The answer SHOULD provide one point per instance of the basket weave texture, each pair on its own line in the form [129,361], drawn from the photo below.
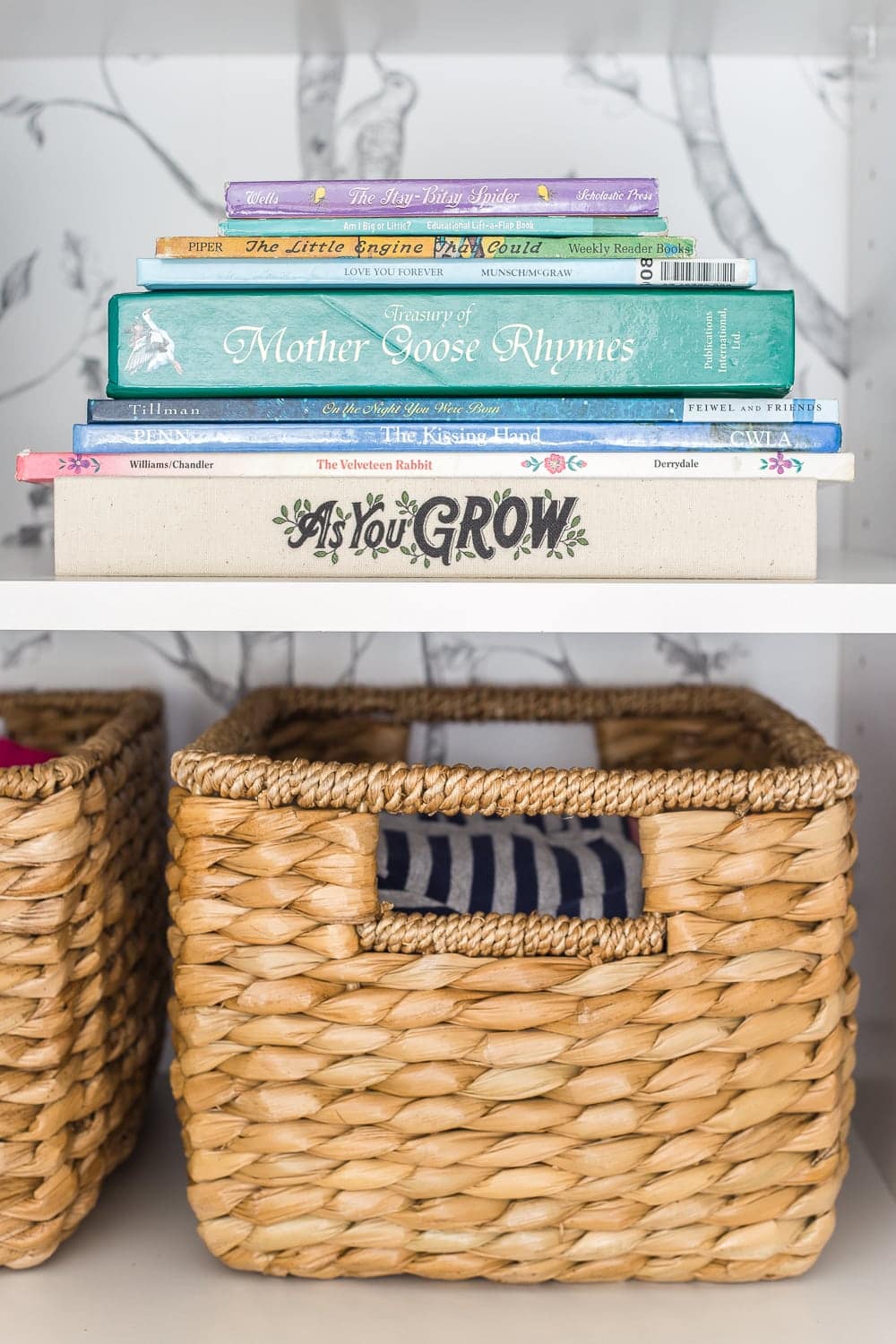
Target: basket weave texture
[513,1097]
[82,954]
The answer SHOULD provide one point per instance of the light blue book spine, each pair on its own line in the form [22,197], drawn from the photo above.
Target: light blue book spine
[495,410]
[207,273]
[556,226]
[630,437]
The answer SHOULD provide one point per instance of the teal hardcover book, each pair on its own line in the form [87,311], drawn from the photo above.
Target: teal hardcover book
[686,341]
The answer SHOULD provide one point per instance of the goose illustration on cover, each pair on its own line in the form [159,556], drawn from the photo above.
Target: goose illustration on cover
[151,347]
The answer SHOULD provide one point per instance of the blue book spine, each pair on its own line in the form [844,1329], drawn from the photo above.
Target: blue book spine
[599,273]
[418,226]
[196,410]
[622,437]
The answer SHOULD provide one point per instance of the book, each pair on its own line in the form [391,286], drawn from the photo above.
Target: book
[362,225]
[447,409]
[686,341]
[587,437]
[207,273]
[40,468]
[444,196]
[365,527]
[452,246]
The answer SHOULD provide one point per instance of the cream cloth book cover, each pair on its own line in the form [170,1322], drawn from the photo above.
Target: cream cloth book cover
[435,529]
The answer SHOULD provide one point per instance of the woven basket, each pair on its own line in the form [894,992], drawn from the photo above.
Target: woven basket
[511,1096]
[82,970]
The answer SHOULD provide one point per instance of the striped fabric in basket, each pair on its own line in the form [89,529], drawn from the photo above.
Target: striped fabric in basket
[587,867]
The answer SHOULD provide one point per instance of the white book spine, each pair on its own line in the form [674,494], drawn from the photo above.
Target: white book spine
[435,529]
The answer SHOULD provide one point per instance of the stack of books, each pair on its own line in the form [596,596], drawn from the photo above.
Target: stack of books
[445,379]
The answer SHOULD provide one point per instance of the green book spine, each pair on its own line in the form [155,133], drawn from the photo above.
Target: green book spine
[288,341]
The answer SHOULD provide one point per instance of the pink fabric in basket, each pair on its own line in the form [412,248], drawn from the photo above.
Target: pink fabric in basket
[13,754]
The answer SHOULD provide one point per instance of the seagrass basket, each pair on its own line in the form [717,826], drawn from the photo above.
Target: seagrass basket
[522,1098]
[82,954]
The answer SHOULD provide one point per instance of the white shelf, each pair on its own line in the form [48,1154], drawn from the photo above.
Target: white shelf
[855,594]
[137,1271]
[169,27]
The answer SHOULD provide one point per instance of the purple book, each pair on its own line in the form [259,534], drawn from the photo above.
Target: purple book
[444,196]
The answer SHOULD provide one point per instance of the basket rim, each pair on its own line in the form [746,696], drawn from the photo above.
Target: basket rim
[128,712]
[806,773]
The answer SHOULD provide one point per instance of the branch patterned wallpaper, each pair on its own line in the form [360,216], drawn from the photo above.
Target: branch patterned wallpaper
[105,155]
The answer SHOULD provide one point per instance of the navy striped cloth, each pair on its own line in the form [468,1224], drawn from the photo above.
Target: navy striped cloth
[559,866]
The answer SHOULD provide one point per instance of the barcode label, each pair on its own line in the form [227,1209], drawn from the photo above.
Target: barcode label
[661,271]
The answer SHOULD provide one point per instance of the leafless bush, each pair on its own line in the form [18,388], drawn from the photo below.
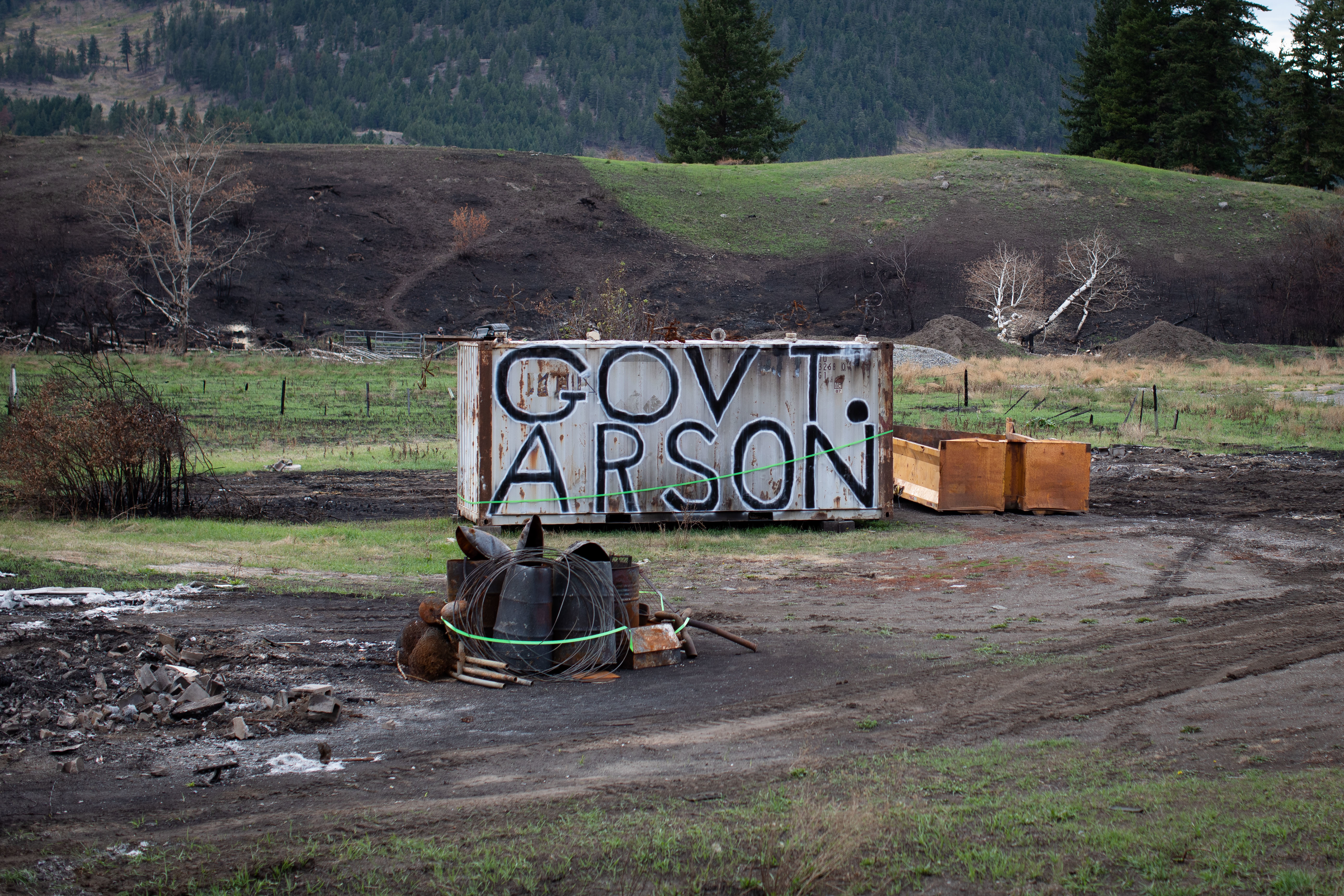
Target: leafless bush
[468,229]
[93,443]
[607,308]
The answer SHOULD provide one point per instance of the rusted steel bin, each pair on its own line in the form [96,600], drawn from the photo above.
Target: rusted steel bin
[986,472]
[608,432]
[1049,476]
[525,614]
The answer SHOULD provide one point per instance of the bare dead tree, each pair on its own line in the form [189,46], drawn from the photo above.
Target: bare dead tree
[170,210]
[1097,271]
[1009,287]
[893,269]
[822,281]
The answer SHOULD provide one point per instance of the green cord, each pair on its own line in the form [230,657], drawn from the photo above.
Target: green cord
[677,486]
[538,644]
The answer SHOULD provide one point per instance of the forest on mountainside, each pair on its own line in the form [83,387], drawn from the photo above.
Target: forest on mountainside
[568,76]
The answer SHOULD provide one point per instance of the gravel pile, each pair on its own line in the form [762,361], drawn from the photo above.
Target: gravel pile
[1165,340]
[959,338]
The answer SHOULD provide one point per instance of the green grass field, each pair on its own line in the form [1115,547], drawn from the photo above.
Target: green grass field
[815,207]
[1048,817]
[232,402]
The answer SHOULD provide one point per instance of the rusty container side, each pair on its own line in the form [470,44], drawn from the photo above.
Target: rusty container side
[1056,476]
[972,476]
[917,472]
[471,418]
[607,432]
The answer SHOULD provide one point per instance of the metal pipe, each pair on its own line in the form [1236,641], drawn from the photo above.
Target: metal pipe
[706,626]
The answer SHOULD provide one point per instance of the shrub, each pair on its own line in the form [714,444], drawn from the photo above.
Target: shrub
[95,443]
[468,229]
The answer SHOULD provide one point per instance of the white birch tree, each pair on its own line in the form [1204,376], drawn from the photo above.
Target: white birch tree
[171,211]
[1007,287]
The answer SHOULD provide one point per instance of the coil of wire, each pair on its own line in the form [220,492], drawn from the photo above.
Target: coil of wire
[556,618]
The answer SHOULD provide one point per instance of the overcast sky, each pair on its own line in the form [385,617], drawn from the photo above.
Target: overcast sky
[1279,22]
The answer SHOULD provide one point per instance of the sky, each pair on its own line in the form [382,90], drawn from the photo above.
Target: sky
[1279,22]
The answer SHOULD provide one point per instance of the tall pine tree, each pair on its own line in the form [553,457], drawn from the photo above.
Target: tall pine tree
[1167,85]
[1302,96]
[728,99]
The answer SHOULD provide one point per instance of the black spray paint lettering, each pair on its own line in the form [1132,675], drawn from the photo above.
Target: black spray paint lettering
[720,402]
[675,499]
[740,453]
[604,373]
[620,465]
[553,475]
[549,352]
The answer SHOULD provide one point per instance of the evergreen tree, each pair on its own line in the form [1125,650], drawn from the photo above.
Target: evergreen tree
[1132,93]
[1206,116]
[728,100]
[1082,113]
[1302,96]
[1167,85]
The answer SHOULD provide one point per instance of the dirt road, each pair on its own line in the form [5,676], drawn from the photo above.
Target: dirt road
[1158,624]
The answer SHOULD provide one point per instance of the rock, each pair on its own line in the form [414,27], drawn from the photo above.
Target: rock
[194,694]
[197,708]
[433,655]
[323,708]
[412,634]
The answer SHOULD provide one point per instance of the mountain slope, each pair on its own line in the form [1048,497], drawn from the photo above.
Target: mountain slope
[361,237]
[569,76]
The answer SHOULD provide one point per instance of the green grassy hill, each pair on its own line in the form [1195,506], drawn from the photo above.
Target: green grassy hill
[818,207]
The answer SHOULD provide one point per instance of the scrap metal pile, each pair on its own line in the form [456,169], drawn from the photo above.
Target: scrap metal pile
[517,616]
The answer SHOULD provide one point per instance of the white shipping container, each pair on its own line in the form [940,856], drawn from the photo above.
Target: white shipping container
[607,432]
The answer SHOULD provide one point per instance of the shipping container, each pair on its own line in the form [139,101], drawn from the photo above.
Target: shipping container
[612,432]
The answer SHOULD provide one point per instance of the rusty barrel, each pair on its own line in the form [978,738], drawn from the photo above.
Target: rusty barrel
[580,613]
[625,577]
[525,614]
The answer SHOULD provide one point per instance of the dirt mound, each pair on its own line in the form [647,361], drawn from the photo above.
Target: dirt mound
[959,336]
[1165,340]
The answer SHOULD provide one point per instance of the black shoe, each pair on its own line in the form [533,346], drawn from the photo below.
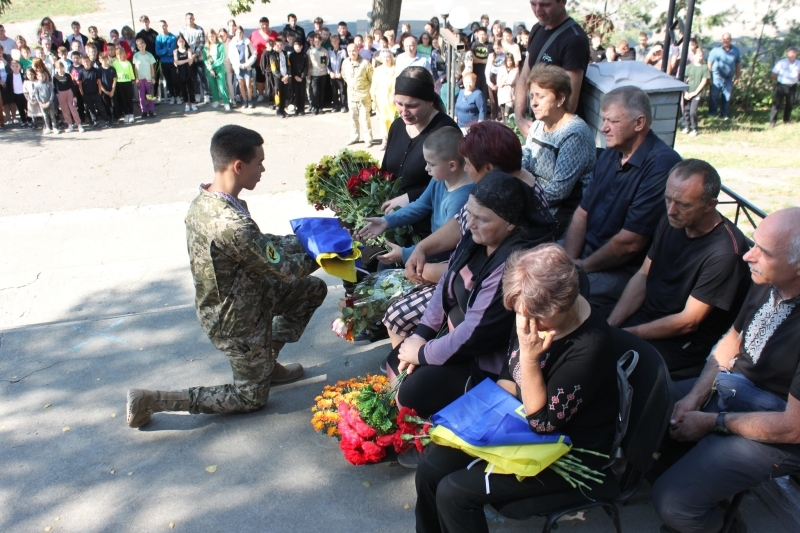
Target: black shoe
[368,336]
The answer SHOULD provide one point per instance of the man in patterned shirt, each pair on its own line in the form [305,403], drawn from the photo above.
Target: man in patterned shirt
[749,431]
[254,292]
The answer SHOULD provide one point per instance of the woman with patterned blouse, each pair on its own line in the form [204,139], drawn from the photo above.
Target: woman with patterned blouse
[560,366]
[560,149]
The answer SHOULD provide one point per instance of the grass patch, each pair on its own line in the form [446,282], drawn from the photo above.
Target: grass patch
[23,10]
[744,142]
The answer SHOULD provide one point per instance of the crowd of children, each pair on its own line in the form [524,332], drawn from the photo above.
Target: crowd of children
[68,82]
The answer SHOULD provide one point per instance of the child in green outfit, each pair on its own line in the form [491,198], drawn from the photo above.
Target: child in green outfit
[125,79]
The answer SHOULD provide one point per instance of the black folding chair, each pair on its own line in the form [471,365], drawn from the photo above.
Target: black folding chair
[651,408]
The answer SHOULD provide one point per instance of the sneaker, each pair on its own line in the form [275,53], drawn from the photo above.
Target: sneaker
[411,458]
[286,373]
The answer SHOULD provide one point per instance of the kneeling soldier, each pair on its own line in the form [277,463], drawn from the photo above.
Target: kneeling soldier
[254,292]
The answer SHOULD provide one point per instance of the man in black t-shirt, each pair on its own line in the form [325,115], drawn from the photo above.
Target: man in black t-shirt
[737,450]
[693,281]
[570,51]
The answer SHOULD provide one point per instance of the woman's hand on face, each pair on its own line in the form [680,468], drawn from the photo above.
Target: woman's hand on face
[409,349]
[532,343]
[375,226]
[395,256]
[394,203]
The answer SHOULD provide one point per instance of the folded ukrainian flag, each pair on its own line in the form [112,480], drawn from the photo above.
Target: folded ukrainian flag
[327,242]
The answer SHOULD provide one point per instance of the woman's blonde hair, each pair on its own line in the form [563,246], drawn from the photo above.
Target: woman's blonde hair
[552,78]
[540,282]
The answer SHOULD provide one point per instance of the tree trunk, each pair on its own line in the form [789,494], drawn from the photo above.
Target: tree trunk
[386,14]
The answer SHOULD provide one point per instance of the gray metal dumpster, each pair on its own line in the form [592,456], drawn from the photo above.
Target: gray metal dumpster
[664,92]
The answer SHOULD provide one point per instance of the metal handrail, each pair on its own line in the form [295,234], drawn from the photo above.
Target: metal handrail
[742,207]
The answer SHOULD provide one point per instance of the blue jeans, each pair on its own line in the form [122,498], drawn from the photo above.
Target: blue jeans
[720,97]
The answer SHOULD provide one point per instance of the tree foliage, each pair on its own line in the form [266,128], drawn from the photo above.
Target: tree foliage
[237,7]
[386,14]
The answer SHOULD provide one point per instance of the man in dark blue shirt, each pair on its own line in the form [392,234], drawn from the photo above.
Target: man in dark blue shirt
[612,228]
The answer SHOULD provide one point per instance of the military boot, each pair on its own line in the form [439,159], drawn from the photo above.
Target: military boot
[284,373]
[142,403]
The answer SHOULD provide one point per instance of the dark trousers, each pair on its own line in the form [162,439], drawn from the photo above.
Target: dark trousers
[280,93]
[185,89]
[450,498]
[94,106]
[22,107]
[169,72]
[339,94]
[110,105]
[690,113]
[431,388]
[318,91]
[124,96]
[687,495]
[783,97]
[299,95]
[200,79]
[81,107]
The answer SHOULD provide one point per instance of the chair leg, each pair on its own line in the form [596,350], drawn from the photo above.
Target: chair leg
[730,514]
[613,513]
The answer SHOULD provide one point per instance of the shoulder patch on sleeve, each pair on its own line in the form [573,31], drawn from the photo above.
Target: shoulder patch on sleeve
[273,256]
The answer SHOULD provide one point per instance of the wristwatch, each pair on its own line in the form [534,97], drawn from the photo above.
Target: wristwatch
[719,426]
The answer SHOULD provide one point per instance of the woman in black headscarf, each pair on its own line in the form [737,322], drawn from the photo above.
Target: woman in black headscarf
[421,113]
[464,334]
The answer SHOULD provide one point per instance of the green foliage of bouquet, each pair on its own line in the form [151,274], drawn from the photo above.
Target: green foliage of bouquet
[371,298]
[354,187]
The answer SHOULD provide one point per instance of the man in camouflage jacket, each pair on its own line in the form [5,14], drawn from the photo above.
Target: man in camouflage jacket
[254,292]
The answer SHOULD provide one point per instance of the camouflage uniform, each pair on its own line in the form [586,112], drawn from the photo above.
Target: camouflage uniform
[253,294]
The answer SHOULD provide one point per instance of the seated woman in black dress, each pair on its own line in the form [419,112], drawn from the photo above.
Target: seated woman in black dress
[421,113]
[487,146]
[561,366]
[463,335]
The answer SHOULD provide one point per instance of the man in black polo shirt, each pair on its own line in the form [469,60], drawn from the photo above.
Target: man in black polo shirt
[620,210]
[569,50]
[693,282]
[759,437]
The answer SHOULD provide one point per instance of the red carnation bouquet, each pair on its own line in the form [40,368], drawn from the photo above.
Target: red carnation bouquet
[368,423]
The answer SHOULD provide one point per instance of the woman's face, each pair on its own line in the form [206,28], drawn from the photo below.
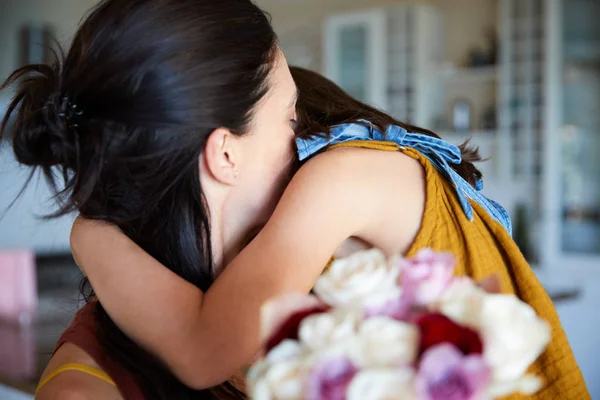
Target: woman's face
[269,149]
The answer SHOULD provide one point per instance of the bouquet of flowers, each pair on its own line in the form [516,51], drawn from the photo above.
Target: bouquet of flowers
[380,328]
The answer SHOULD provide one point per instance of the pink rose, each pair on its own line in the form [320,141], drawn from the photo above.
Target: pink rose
[330,379]
[445,373]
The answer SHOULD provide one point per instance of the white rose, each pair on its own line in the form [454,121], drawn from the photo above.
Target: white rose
[462,302]
[383,342]
[281,381]
[322,330]
[281,375]
[382,384]
[513,334]
[353,279]
[526,385]
[277,310]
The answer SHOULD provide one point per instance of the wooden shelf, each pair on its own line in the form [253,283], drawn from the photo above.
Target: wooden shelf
[471,74]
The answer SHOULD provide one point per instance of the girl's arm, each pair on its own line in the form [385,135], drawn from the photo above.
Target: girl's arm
[204,339]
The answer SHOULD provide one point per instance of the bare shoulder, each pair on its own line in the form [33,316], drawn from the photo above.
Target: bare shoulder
[374,187]
[74,385]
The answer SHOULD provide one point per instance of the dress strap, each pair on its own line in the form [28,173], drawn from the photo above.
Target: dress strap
[86,369]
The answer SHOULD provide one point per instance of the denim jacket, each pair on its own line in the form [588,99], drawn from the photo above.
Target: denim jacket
[440,153]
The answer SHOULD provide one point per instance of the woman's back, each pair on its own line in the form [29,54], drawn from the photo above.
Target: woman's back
[483,247]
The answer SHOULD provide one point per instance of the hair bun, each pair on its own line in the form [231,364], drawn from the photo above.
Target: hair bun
[42,128]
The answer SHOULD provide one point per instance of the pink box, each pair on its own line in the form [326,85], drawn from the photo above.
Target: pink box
[18,286]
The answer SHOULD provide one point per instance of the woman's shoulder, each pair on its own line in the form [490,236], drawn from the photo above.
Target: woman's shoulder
[362,189]
[75,382]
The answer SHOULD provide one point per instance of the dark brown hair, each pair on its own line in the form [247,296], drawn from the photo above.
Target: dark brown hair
[118,125]
[322,104]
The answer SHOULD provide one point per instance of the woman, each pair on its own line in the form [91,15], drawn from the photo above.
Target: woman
[402,198]
[172,119]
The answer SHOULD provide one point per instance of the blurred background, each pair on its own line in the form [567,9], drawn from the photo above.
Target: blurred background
[521,78]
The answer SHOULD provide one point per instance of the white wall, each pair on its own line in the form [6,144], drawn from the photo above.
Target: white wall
[21,226]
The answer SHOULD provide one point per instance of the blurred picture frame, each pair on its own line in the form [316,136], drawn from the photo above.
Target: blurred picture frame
[35,44]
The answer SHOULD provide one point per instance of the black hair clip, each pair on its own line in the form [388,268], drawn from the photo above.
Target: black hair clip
[68,112]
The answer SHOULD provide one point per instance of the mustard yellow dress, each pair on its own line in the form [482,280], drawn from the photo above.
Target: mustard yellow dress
[483,247]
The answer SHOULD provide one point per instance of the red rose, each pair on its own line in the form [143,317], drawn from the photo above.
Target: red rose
[289,328]
[436,329]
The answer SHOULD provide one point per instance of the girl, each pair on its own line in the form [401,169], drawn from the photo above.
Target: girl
[370,182]
[173,120]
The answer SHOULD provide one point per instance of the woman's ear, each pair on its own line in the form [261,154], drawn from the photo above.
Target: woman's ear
[222,156]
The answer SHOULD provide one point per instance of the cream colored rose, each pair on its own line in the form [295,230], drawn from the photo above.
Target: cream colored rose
[383,342]
[281,375]
[324,330]
[462,302]
[353,279]
[513,334]
[382,384]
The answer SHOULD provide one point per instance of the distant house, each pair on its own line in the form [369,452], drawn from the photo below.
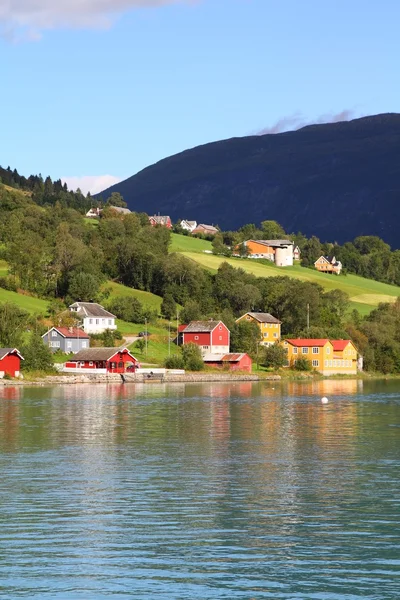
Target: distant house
[278,251]
[10,362]
[328,264]
[234,362]
[164,221]
[270,327]
[94,318]
[66,339]
[205,229]
[93,213]
[120,210]
[188,225]
[329,357]
[103,360]
[213,337]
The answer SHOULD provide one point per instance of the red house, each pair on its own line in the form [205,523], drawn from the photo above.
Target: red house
[103,360]
[213,337]
[10,362]
[233,362]
[165,221]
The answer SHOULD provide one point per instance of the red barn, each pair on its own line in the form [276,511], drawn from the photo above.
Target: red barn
[165,221]
[10,362]
[213,337]
[235,362]
[103,360]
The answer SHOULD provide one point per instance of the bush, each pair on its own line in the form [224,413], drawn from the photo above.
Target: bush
[303,364]
[174,362]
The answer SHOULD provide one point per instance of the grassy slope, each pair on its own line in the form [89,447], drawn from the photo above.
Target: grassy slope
[365,294]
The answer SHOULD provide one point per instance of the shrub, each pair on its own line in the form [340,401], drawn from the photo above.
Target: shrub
[303,364]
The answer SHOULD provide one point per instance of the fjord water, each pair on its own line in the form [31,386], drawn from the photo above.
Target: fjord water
[206,491]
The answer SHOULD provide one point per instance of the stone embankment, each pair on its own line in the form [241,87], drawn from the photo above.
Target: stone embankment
[139,378]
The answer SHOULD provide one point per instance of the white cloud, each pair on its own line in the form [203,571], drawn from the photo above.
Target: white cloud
[297,121]
[29,18]
[90,183]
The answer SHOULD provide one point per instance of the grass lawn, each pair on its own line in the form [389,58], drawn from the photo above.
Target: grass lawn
[185,243]
[32,305]
[364,294]
[146,298]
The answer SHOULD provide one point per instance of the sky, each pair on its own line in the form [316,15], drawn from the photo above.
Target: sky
[93,91]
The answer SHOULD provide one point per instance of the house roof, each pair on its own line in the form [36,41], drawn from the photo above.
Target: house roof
[339,345]
[160,220]
[5,351]
[299,342]
[70,332]
[201,326]
[121,210]
[233,357]
[91,309]
[100,354]
[262,318]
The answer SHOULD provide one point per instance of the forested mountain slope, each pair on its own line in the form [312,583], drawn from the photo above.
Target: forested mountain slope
[335,181]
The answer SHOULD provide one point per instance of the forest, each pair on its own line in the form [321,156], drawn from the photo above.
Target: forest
[53,252]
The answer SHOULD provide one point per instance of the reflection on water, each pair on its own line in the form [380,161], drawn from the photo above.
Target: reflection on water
[200,491]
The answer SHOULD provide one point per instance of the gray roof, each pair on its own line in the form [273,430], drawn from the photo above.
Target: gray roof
[201,326]
[5,351]
[263,317]
[91,309]
[98,353]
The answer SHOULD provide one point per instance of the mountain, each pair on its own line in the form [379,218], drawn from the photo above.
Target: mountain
[336,181]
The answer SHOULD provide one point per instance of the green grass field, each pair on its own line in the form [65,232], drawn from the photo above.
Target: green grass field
[364,294]
[184,243]
[146,298]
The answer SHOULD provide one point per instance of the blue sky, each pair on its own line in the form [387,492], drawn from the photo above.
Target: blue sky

• [Problem requirements]:
Using the data above, repeat exactly the lines that begin at the line with "[205,523], drawn from the photo above." and end at the line with "The answer SHOULD provide one point per instance of the fjord", both ends included.

• [Output]:
The answer SHOULD provide one point per instance of the red house, each pair on its own line in the form [205,523], drawn from the photo above.
Target: red house
[103,360]
[213,337]
[10,362]
[233,362]
[165,221]
The answer SHOULD provide one point per instance of the red barn, each pair on its own line in the form [276,511], drawn from the photo above.
Target: red barn
[165,221]
[10,362]
[213,337]
[235,362]
[103,360]
The answer SHOULD provide one point per instance of the bush, each pair on its own line in the form [224,413], drawn from the photo above.
Target: bush
[303,364]
[174,362]
The answer SHOULD provide one point per instance of the grassy slope, each pair on its own line in the form [89,447], drawn from the photo above.
Target: grassy slope
[365,294]
The answer SHOULD provide one point per instance of the shrub, each pair on its own line in the form [340,401], drawn from the photo above.
Target: shrub
[303,364]
The answer SHOULD provide one point per instance of the fjord water, each pair on its own line in the form [31,386], drawn from the photo above.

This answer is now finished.